[Records supplied Boundary: Start]
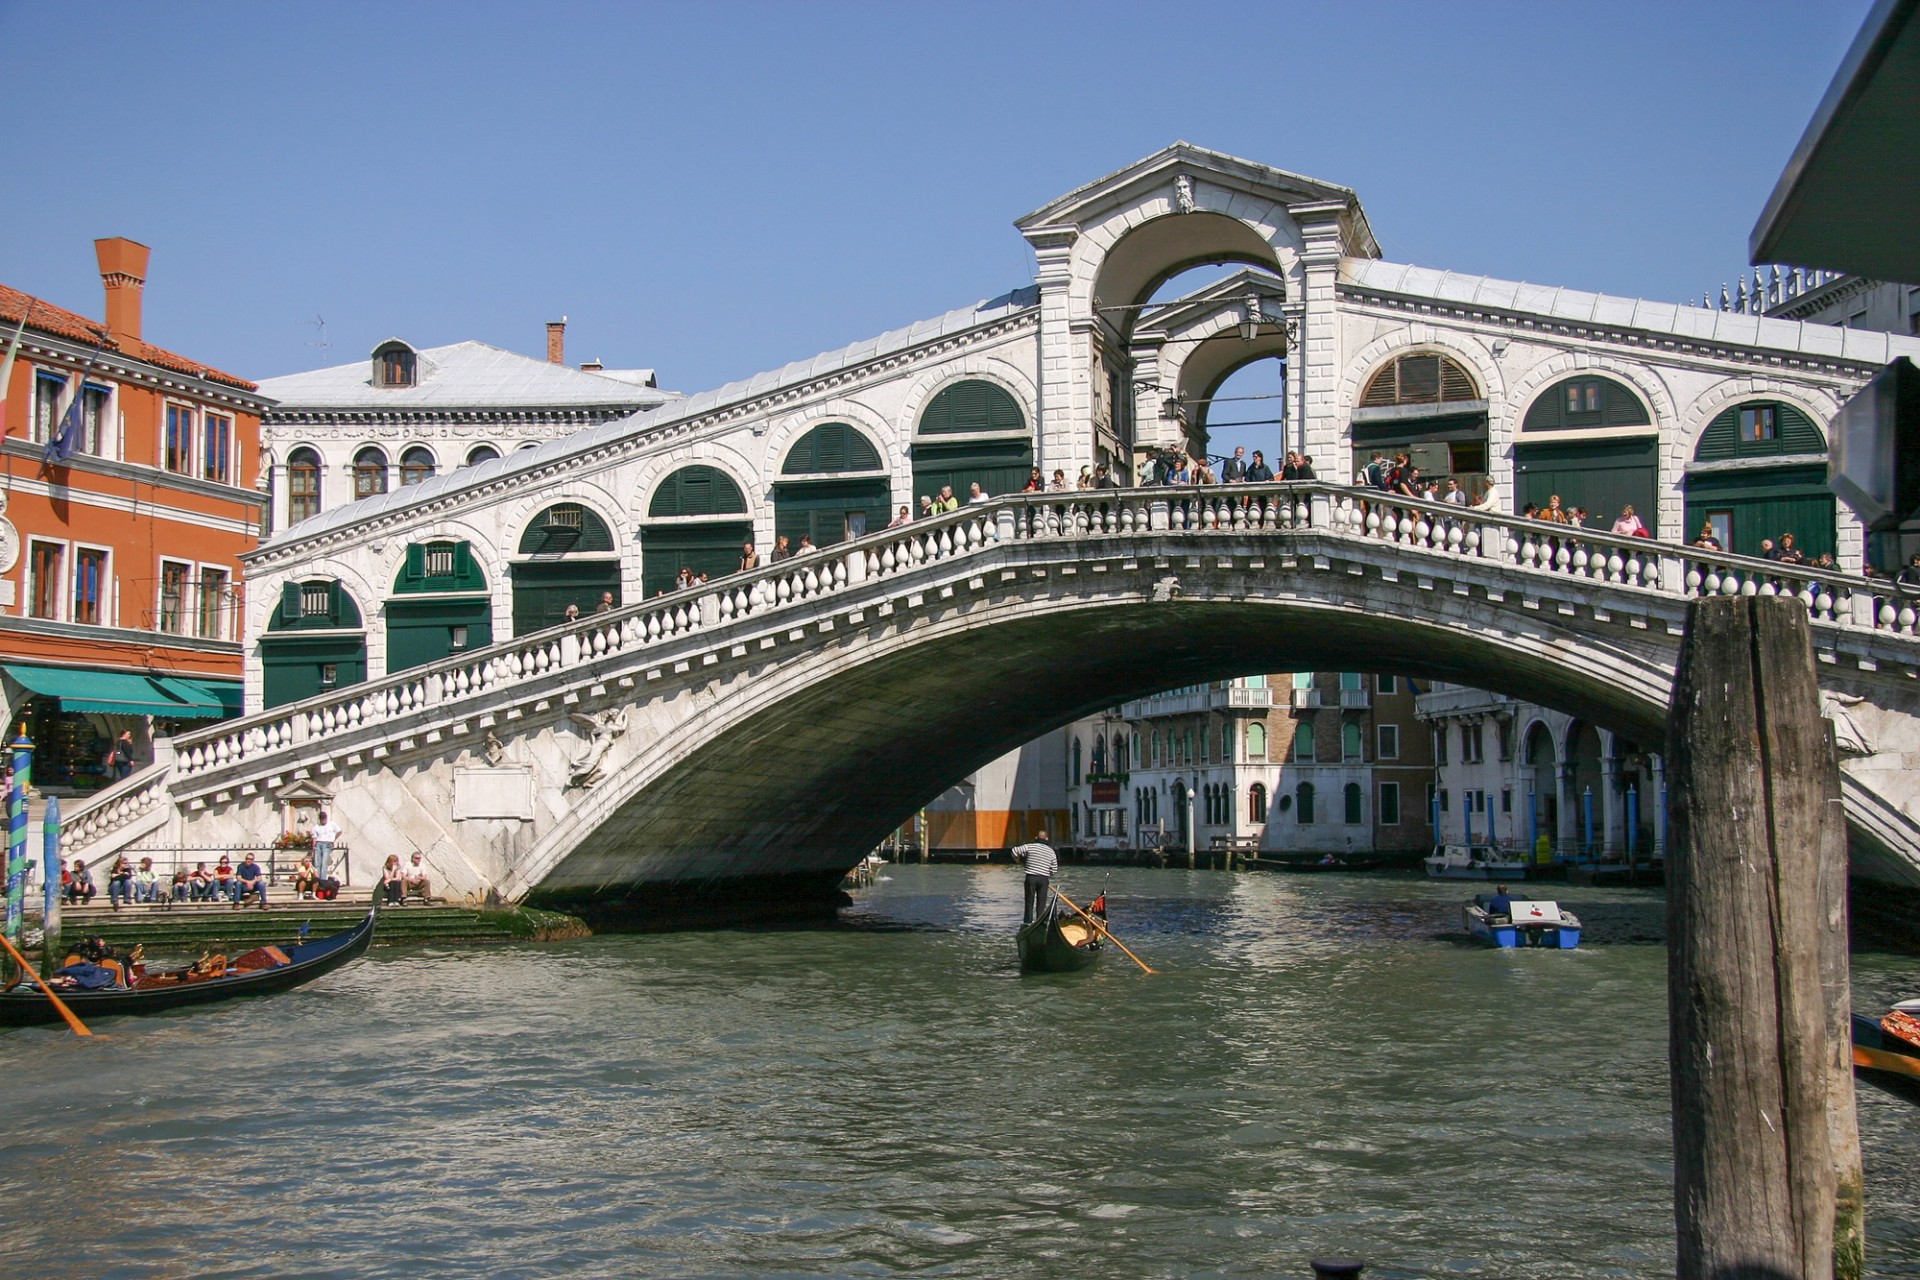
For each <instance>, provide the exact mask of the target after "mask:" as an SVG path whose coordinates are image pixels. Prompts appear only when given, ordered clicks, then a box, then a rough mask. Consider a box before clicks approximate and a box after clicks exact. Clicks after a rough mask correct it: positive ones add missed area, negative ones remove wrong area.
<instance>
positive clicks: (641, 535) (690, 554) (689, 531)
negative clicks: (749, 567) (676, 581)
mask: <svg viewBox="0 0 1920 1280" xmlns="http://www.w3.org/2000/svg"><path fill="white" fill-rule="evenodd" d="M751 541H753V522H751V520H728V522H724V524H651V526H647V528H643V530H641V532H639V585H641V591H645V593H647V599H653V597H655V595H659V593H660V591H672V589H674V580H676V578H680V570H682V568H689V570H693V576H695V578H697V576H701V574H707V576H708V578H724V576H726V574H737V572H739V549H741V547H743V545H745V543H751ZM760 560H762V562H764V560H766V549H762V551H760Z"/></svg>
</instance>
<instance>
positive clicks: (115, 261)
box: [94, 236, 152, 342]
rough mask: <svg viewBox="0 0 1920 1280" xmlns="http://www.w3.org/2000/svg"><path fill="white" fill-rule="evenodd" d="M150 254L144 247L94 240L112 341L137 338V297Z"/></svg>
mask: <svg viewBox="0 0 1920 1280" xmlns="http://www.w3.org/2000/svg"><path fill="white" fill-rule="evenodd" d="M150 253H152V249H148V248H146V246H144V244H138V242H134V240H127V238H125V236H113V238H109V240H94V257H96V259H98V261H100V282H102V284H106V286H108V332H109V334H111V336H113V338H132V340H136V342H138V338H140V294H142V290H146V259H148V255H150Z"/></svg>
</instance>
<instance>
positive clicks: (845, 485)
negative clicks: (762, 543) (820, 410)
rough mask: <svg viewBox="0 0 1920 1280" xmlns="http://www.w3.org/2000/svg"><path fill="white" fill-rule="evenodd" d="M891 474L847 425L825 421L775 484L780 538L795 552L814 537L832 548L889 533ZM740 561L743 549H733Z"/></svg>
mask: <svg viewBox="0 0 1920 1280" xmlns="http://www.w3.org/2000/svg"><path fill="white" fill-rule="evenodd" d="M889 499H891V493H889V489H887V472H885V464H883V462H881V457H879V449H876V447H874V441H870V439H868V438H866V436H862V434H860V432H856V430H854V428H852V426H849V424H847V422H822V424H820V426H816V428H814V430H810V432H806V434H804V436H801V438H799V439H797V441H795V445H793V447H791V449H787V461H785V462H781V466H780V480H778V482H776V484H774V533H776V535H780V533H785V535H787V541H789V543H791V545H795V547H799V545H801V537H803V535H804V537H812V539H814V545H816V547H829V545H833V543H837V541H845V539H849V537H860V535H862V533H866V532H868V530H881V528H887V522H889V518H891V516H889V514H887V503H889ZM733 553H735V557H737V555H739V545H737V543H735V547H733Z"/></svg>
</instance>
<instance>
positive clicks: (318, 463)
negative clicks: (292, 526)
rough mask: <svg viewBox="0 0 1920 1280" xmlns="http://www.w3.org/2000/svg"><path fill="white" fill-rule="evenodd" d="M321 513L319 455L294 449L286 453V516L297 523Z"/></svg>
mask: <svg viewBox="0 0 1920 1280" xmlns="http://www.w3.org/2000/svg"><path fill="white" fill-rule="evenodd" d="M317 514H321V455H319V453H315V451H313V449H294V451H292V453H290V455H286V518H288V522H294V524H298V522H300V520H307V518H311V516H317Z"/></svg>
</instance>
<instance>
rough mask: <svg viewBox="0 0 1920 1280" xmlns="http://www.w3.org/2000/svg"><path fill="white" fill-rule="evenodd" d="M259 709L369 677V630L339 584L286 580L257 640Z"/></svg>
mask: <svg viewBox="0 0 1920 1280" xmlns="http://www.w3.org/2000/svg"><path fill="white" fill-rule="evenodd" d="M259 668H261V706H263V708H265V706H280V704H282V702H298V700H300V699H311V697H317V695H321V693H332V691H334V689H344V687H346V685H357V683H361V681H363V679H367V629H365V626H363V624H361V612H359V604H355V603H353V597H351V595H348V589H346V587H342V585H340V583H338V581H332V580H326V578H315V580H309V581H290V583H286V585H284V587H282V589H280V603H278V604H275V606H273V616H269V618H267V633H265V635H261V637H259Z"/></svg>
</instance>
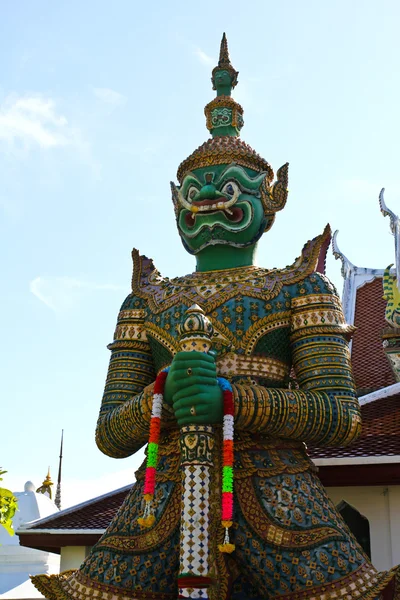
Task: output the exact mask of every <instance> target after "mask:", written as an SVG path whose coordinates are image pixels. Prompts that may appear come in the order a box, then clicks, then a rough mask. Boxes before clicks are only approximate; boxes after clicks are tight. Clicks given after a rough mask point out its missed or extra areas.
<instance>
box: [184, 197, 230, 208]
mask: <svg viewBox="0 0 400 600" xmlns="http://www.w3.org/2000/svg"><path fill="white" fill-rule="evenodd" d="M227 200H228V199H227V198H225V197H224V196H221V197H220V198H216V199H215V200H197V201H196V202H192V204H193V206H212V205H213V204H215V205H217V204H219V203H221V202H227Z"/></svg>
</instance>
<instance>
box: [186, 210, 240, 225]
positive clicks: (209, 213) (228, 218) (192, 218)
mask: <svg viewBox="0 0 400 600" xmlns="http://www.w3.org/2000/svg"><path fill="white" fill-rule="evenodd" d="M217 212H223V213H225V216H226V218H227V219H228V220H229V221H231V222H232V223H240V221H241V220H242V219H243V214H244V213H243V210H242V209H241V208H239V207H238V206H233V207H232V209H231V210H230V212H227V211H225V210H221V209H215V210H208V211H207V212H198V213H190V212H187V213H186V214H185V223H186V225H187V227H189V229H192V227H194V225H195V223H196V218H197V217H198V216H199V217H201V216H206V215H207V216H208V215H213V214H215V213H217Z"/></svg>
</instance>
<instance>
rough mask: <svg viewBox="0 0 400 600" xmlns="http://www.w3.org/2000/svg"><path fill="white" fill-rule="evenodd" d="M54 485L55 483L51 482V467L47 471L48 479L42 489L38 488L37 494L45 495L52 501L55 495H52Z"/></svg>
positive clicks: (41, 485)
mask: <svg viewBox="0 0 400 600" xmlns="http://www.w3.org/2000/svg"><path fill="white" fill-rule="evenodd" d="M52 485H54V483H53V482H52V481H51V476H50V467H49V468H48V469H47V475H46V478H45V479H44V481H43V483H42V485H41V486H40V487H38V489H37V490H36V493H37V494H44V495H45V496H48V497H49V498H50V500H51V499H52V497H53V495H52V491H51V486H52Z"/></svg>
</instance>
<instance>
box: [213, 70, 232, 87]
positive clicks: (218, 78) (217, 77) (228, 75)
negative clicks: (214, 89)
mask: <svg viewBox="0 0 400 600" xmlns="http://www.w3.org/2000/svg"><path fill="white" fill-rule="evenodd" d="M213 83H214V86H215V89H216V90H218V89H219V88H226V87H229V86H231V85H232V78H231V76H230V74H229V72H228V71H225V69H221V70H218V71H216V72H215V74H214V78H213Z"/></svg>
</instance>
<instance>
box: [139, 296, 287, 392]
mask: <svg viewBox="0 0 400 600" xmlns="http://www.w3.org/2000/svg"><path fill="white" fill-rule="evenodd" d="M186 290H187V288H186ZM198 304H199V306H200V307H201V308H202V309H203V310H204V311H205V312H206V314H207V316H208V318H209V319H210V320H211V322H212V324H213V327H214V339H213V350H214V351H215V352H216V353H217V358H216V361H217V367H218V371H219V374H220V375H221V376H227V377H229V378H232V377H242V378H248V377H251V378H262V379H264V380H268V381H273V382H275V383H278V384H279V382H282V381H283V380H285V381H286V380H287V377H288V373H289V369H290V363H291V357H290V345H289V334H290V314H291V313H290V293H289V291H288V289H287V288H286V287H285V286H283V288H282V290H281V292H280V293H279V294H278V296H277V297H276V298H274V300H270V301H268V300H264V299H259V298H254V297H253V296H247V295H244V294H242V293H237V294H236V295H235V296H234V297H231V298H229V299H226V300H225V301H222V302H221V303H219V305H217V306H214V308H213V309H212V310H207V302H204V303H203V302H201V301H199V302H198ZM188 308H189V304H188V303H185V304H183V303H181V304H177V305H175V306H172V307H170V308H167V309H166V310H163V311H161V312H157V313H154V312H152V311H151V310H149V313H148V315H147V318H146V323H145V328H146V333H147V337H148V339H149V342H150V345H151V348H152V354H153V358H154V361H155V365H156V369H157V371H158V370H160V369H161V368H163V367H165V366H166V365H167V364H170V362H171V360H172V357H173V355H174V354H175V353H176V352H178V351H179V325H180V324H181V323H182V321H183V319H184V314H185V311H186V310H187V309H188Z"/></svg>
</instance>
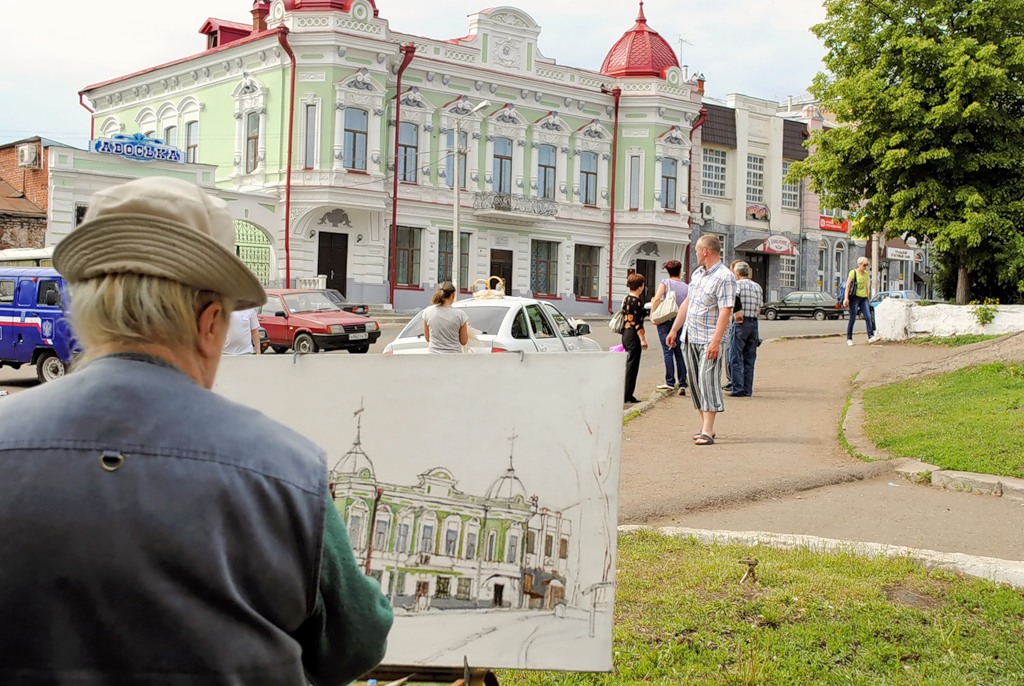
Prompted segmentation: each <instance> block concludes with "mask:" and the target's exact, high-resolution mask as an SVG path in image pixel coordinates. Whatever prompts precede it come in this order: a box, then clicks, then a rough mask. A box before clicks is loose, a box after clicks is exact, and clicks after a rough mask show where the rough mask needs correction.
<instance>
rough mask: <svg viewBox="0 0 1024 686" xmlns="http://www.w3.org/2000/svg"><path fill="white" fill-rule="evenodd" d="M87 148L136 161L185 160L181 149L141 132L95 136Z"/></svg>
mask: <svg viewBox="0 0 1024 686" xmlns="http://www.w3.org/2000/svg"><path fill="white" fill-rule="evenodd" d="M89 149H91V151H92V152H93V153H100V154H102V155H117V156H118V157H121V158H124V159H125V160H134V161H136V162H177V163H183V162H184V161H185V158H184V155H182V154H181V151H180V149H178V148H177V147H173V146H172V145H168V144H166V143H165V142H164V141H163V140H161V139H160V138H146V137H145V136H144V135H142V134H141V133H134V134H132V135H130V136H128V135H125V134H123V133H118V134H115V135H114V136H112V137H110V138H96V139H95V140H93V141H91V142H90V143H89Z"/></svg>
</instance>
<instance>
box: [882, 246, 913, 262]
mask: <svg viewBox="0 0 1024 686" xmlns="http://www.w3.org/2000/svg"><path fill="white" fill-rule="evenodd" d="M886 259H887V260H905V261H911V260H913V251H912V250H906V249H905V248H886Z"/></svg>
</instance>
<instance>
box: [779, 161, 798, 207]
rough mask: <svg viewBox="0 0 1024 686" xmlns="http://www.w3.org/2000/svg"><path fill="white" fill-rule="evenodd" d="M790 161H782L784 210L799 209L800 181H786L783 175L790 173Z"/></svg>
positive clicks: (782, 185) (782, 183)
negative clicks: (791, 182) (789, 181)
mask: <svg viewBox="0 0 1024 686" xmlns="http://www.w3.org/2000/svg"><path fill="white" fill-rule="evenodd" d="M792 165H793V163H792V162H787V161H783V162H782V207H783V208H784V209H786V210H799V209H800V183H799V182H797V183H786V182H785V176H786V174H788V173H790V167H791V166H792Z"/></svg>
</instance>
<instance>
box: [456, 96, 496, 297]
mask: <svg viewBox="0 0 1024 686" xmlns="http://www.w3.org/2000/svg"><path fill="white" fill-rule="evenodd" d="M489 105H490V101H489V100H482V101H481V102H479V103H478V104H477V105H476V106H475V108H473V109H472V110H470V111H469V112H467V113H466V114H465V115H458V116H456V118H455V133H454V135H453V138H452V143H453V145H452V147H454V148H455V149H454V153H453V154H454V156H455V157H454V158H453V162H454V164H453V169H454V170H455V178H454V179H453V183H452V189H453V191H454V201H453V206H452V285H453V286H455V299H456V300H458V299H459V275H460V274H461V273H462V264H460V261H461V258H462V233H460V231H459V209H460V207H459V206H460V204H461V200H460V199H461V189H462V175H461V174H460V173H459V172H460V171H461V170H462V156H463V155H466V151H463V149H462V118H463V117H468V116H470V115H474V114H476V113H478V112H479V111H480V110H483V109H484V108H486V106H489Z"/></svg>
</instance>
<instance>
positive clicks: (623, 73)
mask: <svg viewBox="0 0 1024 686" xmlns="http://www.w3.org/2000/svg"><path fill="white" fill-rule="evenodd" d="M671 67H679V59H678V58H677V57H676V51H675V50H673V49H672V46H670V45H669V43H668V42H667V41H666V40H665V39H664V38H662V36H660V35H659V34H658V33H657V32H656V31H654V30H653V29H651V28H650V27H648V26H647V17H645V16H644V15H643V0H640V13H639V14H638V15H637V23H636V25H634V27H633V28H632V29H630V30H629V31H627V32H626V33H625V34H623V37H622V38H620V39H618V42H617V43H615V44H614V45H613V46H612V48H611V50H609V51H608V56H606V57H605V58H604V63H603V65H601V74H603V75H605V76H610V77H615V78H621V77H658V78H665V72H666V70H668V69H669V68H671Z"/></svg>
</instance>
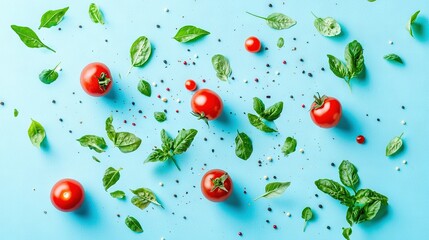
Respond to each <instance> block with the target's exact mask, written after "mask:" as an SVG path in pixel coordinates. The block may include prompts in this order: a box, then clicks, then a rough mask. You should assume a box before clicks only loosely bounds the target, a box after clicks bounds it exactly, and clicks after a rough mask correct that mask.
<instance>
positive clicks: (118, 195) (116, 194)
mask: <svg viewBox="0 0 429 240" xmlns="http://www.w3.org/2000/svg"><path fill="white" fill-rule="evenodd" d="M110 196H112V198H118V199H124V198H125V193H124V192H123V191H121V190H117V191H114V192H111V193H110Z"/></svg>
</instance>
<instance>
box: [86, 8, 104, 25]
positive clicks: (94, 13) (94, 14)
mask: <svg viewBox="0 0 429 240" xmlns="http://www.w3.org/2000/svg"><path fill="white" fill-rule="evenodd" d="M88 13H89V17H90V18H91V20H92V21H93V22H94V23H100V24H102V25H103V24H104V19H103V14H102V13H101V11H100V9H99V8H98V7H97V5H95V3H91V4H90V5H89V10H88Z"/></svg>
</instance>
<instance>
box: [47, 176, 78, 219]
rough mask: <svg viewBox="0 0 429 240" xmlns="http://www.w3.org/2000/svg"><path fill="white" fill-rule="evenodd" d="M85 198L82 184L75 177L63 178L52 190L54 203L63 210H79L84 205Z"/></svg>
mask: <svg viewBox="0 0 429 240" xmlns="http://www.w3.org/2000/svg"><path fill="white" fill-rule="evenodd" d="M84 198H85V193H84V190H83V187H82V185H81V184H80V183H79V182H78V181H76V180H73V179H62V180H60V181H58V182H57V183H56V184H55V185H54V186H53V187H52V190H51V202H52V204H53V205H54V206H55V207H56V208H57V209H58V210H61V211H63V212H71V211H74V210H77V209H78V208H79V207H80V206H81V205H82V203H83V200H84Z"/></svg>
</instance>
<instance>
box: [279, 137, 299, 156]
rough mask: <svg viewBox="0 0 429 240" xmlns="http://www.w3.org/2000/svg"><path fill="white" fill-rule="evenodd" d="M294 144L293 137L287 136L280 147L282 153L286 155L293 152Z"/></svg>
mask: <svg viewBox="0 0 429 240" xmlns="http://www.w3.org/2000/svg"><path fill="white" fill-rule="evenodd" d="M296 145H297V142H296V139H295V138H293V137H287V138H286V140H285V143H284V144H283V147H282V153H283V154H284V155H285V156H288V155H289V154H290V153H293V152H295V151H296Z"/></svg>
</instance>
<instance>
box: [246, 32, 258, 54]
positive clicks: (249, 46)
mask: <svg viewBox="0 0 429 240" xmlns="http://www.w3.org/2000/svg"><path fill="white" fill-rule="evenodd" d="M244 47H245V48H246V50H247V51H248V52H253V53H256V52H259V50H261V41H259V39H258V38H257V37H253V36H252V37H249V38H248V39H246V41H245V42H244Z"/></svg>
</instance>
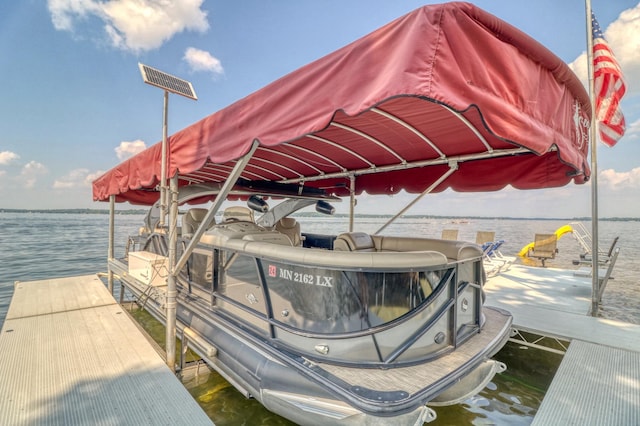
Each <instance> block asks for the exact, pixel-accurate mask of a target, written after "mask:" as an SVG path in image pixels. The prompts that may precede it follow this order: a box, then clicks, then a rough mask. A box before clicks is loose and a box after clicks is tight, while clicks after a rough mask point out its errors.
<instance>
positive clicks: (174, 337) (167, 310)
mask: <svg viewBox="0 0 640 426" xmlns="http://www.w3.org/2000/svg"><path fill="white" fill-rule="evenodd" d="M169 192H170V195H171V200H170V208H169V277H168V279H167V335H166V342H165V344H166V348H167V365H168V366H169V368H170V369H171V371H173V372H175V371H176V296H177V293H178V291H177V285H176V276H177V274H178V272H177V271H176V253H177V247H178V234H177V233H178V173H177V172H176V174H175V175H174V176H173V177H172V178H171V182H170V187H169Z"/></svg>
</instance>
[Records supplied Boundary: End]
Count the lines in the listing above that contain the string "target" with exactly that capitalization, and reply with the number alone.

5